### 给定文本
In [6]:
import pandas as pd
import re
from datetime import datetime

# === 1. 读取原始文件 ===
# 请把路径改成你本地文件的实际位置，例如：
# file_path = "C:/Users/YourName/Downloads/melbourne_cbd_bars.csv"
file_path = "restaurant_english_clean_desc.csv"
df = pd.read_csv(file_path)

def to_24h_auto(time_str, reference=None):
    """自动推断并转成24小时制"""
    time_str = time_str.strip().lower().replace(" ", "").replace(" ", "")
    try:
        # 有 am/pm 直接解析
        if re.search(r'(am|pm)', time_str):
            return datetime.strptime(time_str, "%I:%M %p").strftime("%H:%M")
        # 无 am/pm 的情况
        h, m = (time_str.split(":") + ["00"])[:2]
        h, m = int(h), int(m)

### 记录摘录
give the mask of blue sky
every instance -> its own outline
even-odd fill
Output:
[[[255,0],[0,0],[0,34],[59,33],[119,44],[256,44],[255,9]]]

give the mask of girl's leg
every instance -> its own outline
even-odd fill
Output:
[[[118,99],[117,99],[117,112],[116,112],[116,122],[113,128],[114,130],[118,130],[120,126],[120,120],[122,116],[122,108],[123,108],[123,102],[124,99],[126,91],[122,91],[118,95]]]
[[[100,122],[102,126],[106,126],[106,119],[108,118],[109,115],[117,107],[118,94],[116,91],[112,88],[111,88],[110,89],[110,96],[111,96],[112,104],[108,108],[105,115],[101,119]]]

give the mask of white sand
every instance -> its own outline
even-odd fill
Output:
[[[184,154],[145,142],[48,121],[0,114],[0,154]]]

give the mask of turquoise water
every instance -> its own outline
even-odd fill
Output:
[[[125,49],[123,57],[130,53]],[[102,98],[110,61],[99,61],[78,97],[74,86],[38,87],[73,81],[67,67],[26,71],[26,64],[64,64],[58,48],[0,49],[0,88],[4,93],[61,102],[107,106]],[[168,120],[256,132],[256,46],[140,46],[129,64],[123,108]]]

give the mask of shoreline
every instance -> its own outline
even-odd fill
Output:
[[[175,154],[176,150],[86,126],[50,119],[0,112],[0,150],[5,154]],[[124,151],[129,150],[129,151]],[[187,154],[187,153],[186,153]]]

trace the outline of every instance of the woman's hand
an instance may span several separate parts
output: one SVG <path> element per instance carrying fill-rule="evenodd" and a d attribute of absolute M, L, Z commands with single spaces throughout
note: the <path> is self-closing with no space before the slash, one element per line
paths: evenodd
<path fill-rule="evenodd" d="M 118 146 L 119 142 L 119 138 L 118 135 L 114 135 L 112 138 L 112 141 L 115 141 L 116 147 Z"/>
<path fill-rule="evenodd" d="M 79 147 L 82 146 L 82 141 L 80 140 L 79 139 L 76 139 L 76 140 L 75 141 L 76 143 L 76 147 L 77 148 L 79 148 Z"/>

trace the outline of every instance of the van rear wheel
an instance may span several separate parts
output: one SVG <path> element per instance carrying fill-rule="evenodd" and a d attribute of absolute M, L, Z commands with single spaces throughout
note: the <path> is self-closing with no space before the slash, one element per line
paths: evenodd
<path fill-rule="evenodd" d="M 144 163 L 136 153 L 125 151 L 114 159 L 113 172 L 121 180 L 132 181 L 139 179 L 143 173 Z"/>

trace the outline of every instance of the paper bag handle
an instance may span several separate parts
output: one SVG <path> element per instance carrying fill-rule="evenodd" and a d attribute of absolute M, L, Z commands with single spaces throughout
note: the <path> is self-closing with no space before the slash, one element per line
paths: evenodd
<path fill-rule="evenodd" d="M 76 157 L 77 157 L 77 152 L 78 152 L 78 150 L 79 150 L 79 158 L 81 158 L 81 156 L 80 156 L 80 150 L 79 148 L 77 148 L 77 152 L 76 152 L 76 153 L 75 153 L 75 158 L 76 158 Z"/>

### 练习说明
返回上方时间格式转换代码中从“df = pd.read_csv(file_path)”开始、直到并包括“m = int(h), int(m)”的片段，一字不改。

### 练习答案
df = pd.read_csv(file_path)

def to_24h_auto(time_str, reference=None):
    """自动推断并转成24小时制"""
    time_str = time_str.strip().lower().replace(" ", "").replace(" ", "")
    try:
        # 有 am/pm 直接解析
        if re.search(r'(am|pm)', time_str):
            return datetime.strptime(time_str, "%I:%M %p").strftime("%H:%M")
        # 无 am/pm 的情况
        h, m = (time_str.split(":") + ["00"])[:2]
        h, m = int(h), int(m)